▶ WHAT YOU HAVE TO DO: Nothing but a number should be given: how many lines of the records include "building"?

[Records excerpted from a collection]
>>>>

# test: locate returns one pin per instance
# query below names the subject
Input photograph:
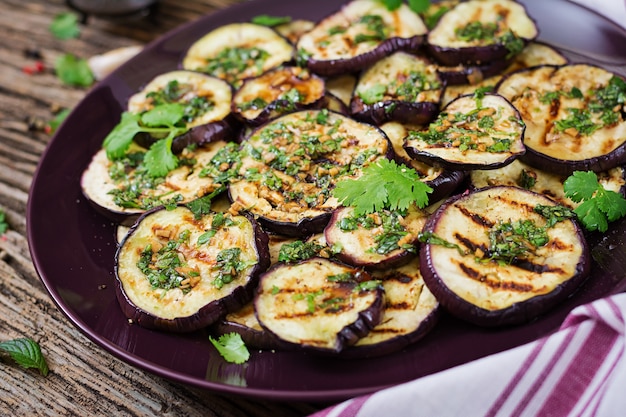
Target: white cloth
(580, 370)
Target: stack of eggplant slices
(334, 186)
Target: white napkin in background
(615, 10)
(578, 371)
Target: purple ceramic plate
(73, 247)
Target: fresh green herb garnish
(65, 26)
(599, 205)
(164, 119)
(231, 347)
(26, 353)
(271, 21)
(73, 71)
(384, 184)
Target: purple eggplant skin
(226, 129)
(516, 314)
(342, 66)
(396, 110)
(209, 313)
(471, 74)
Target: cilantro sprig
(418, 6)
(599, 205)
(383, 185)
(231, 347)
(162, 120)
(26, 353)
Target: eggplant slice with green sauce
(237, 51)
(522, 175)
(357, 35)
(378, 240)
(401, 87)
(480, 131)
(180, 272)
(411, 311)
(574, 116)
(318, 304)
(122, 189)
(481, 31)
(277, 92)
(492, 259)
(442, 181)
(290, 165)
(534, 54)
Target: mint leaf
(270, 21)
(65, 26)
(73, 71)
(231, 347)
(119, 139)
(159, 159)
(26, 353)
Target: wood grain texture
(84, 380)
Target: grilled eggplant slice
(480, 31)
(574, 116)
(411, 311)
(293, 29)
(492, 260)
(442, 181)
(206, 101)
(378, 240)
(180, 273)
(401, 87)
(122, 190)
(472, 132)
(534, 54)
(289, 166)
(523, 175)
(359, 34)
(318, 304)
(238, 50)
(277, 92)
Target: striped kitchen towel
(580, 370)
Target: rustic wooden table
(84, 380)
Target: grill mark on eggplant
(492, 283)
(475, 217)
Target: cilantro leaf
(384, 184)
(270, 21)
(65, 26)
(26, 353)
(599, 206)
(591, 217)
(613, 204)
(231, 347)
(581, 185)
(159, 159)
(163, 115)
(4, 226)
(73, 71)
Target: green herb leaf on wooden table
(26, 353)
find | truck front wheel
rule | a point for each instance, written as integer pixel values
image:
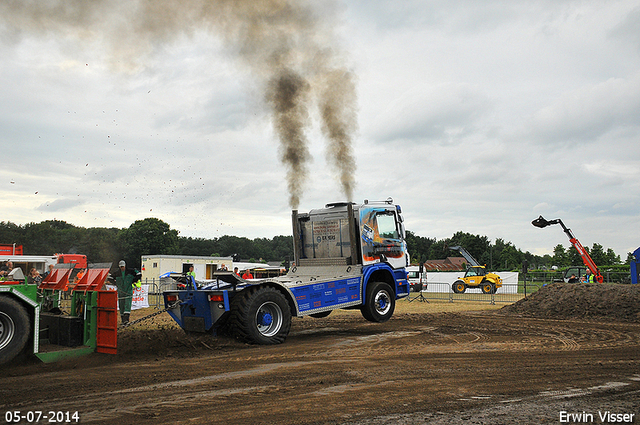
(15, 328)
(262, 316)
(379, 303)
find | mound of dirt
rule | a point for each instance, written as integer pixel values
(571, 300)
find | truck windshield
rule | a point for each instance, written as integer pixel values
(387, 226)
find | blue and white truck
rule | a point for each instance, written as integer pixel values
(347, 256)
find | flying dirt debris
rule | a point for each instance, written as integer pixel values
(288, 45)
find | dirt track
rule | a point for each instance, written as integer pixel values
(418, 368)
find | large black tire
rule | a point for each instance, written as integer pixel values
(261, 315)
(15, 328)
(459, 287)
(488, 287)
(380, 302)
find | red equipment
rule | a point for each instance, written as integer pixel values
(586, 258)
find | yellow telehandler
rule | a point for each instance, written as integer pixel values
(476, 276)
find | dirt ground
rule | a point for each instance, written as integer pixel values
(568, 349)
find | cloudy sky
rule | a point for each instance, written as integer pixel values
(475, 116)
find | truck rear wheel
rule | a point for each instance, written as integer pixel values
(459, 287)
(379, 303)
(261, 316)
(15, 328)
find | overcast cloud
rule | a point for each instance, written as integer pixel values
(473, 115)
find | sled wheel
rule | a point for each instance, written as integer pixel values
(15, 328)
(262, 316)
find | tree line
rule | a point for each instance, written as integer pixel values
(153, 236)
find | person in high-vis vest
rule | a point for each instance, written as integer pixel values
(124, 281)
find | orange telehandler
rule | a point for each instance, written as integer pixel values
(586, 258)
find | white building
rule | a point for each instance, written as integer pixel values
(155, 265)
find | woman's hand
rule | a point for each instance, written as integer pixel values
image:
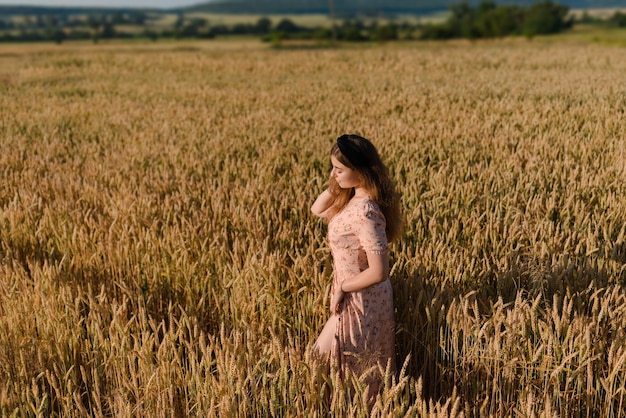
(336, 300)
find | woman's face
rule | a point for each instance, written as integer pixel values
(345, 177)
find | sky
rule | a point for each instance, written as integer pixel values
(165, 4)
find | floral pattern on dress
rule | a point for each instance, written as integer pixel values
(365, 332)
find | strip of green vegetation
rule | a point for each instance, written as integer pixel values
(487, 20)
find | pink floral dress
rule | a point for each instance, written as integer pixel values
(365, 330)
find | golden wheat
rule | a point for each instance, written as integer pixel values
(158, 257)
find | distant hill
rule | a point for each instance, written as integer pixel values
(352, 7)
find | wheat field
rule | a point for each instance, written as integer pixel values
(158, 257)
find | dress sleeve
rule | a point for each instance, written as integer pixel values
(370, 229)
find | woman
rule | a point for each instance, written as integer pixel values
(363, 212)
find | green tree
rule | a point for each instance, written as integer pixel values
(544, 18)
(264, 25)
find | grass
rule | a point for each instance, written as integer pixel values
(158, 257)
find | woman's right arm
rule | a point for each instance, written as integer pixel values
(322, 204)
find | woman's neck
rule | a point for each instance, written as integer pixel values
(360, 192)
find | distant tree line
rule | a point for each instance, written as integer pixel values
(616, 20)
(486, 20)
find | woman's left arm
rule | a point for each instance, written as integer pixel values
(377, 272)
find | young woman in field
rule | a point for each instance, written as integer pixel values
(363, 212)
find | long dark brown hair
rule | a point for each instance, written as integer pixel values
(359, 154)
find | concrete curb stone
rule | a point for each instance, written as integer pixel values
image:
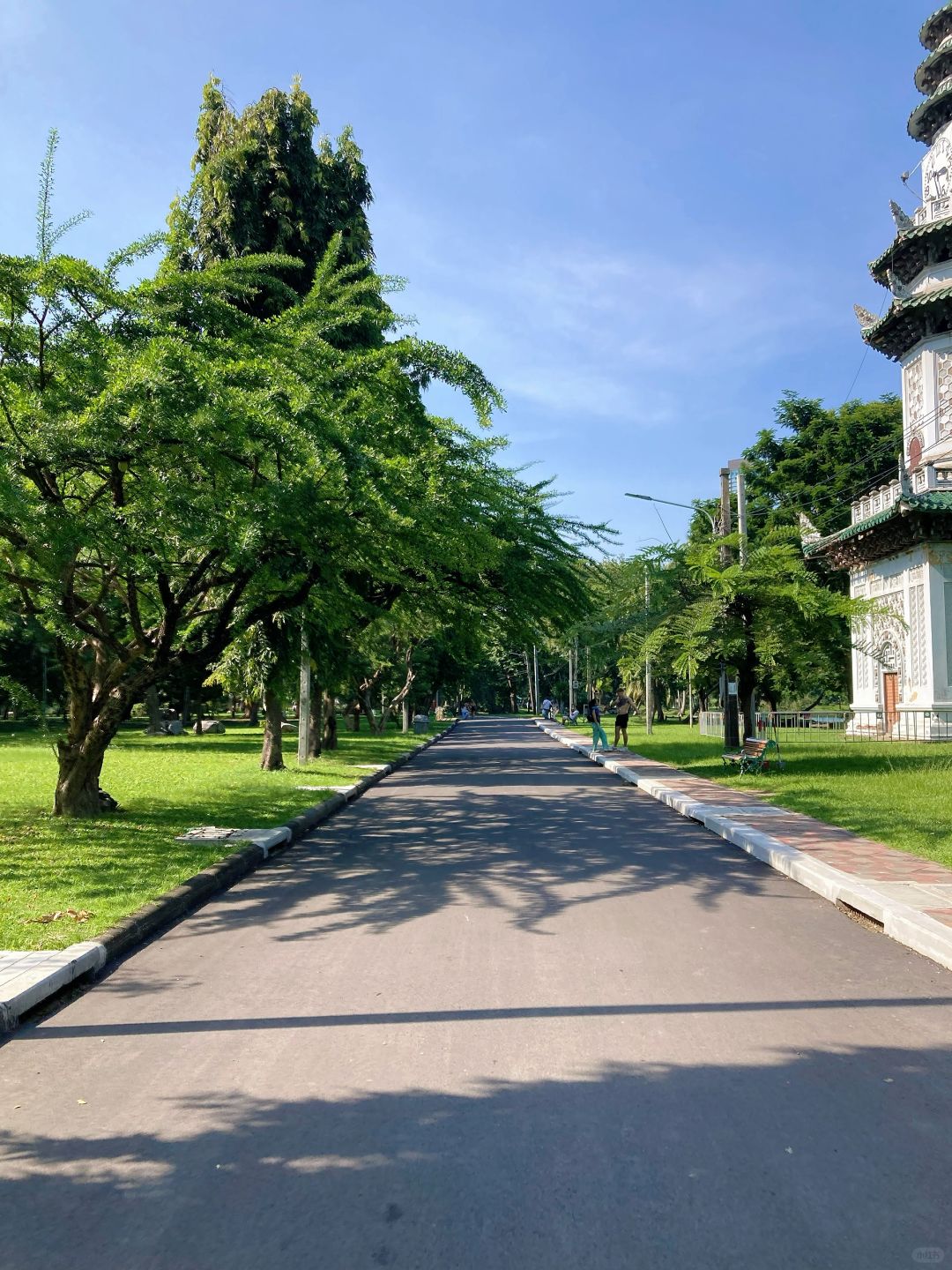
(34, 977)
(902, 923)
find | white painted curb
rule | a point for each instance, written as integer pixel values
(26, 978)
(902, 923)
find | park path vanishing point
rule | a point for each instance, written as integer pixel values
(502, 1011)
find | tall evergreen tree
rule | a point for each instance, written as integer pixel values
(259, 187)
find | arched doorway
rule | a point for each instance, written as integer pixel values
(890, 686)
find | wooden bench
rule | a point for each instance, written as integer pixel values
(755, 756)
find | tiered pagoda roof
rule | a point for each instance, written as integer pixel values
(926, 240)
(913, 519)
(934, 78)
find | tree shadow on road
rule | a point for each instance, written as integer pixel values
(532, 833)
(792, 1160)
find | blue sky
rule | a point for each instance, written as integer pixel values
(643, 221)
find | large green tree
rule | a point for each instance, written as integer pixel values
(260, 185)
(175, 469)
(816, 460)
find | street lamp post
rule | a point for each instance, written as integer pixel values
(691, 507)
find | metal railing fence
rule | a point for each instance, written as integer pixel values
(792, 725)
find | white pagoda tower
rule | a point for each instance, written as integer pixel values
(899, 542)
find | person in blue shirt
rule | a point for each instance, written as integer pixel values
(593, 714)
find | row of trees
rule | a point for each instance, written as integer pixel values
(781, 625)
(204, 465)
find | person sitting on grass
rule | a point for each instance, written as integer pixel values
(598, 735)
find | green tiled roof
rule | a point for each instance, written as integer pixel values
(934, 69)
(908, 253)
(931, 115)
(906, 322)
(937, 26)
(933, 502)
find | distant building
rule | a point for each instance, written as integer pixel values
(899, 544)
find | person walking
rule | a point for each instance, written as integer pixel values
(594, 715)
(622, 709)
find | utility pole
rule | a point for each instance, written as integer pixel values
(729, 687)
(43, 654)
(303, 703)
(649, 686)
(736, 467)
(726, 514)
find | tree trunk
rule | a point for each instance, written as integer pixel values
(315, 723)
(88, 735)
(747, 686)
(331, 723)
(155, 723)
(271, 752)
(78, 782)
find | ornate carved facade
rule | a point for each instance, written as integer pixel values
(899, 542)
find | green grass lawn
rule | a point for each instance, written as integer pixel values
(895, 793)
(111, 866)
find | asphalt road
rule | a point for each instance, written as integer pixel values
(502, 1011)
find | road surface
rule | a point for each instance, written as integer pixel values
(502, 1012)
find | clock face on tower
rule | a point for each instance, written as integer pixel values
(937, 172)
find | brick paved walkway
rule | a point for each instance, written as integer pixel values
(896, 877)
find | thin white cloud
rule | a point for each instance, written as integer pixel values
(611, 334)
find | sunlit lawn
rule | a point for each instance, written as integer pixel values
(164, 785)
(895, 793)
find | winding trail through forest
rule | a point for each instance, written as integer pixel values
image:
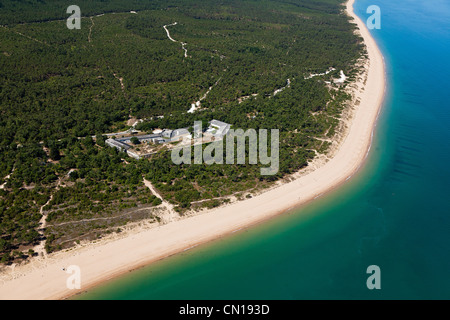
(183, 45)
(90, 29)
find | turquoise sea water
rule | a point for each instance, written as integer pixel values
(395, 213)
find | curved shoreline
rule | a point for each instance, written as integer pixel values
(106, 260)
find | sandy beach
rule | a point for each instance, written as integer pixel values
(104, 260)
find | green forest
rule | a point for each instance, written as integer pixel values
(62, 91)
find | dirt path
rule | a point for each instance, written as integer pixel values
(183, 45)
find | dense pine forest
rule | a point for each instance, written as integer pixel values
(62, 91)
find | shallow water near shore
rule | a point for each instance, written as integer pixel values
(395, 213)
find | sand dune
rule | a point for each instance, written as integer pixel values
(46, 279)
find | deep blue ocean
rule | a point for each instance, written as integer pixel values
(394, 214)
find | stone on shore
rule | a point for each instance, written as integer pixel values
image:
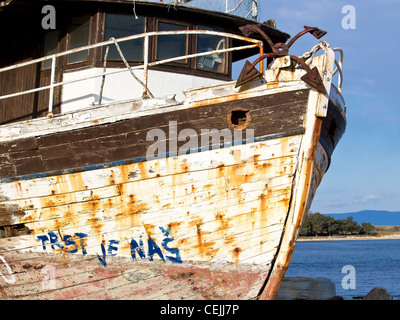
(304, 288)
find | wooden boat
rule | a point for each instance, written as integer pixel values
(145, 172)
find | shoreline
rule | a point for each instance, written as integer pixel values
(341, 238)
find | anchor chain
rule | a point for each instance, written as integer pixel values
(249, 72)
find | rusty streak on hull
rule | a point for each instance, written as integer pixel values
(84, 213)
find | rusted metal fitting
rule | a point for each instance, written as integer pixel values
(249, 72)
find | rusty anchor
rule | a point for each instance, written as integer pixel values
(249, 72)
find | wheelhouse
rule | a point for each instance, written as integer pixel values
(185, 47)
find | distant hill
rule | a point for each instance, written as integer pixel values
(375, 217)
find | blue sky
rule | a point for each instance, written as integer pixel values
(365, 170)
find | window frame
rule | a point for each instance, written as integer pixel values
(228, 55)
(117, 63)
(189, 47)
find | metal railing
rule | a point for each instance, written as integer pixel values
(145, 66)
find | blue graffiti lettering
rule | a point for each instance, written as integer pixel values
(112, 248)
(69, 242)
(102, 259)
(154, 248)
(175, 251)
(54, 241)
(43, 238)
(81, 236)
(135, 247)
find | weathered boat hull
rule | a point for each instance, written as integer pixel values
(88, 212)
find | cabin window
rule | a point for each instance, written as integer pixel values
(78, 37)
(214, 62)
(170, 46)
(50, 46)
(119, 26)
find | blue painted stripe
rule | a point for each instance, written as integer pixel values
(144, 159)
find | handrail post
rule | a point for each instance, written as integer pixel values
(52, 79)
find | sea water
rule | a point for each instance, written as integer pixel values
(355, 266)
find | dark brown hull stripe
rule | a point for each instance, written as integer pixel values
(144, 159)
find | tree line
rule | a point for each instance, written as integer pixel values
(317, 224)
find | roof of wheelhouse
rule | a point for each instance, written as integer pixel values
(228, 22)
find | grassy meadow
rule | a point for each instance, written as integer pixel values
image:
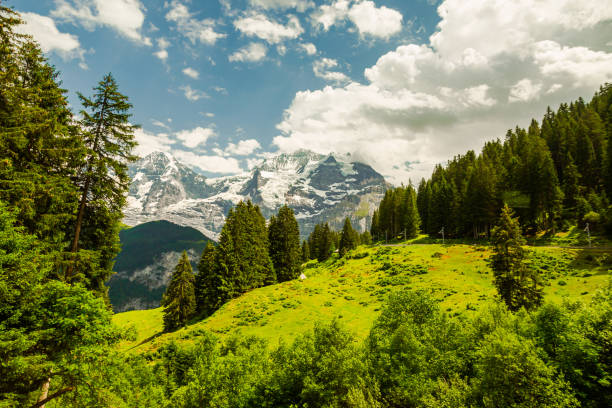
(353, 290)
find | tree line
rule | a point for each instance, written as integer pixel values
(63, 183)
(415, 355)
(249, 255)
(555, 174)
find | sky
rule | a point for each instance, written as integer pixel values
(401, 85)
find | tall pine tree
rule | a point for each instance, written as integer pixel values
(517, 284)
(179, 300)
(284, 240)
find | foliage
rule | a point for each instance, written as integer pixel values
(517, 284)
(284, 244)
(179, 301)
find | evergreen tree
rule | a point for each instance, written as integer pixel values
(325, 245)
(411, 220)
(365, 238)
(206, 281)
(516, 283)
(284, 238)
(179, 300)
(348, 238)
(104, 181)
(305, 251)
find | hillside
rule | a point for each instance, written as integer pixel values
(149, 252)
(353, 290)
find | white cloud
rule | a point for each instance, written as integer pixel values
(524, 90)
(253, 52)
(160, 124)
(258, 25)
(192, 28)
(329, 14)
(195, 137)
(192, 73)
(380, 22)
(124, 16)
(152, 142)
(243, 147)
(586, 66)
(162, 53)
(322, 69)
(491, 65)
(193, 94)
(308, 48)
(300, 5)
(211, 164)
(45, 32)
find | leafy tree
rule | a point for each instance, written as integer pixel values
(179, 301)
(517, 285)
(349, 239)
(511, 374)
(104, 181)
(206, 281)
(284, 241)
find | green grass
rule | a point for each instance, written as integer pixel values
(354, 290)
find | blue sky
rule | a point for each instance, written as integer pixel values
(398, 84)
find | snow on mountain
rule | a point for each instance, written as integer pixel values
(319, 188)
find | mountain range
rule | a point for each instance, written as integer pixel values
(318, 187)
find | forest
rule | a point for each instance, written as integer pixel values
(63, 184)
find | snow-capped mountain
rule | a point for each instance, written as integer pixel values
(318, 188)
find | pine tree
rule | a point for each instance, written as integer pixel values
(348, 238)
(411, 220)
(516, 283)
(325, 244)
(207, 281)
(104, 181)
(284, 239)
(179, 300)
(305, 251)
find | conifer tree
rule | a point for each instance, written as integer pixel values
(516, 283)
(375, 227)
(284, 240)
(207, 281)
(305, 251)
(410, 213)
(179, 301)
(104, 181)
(348, 238)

<<<<

▶ ANSWER FOR THIS EXERCISE: 2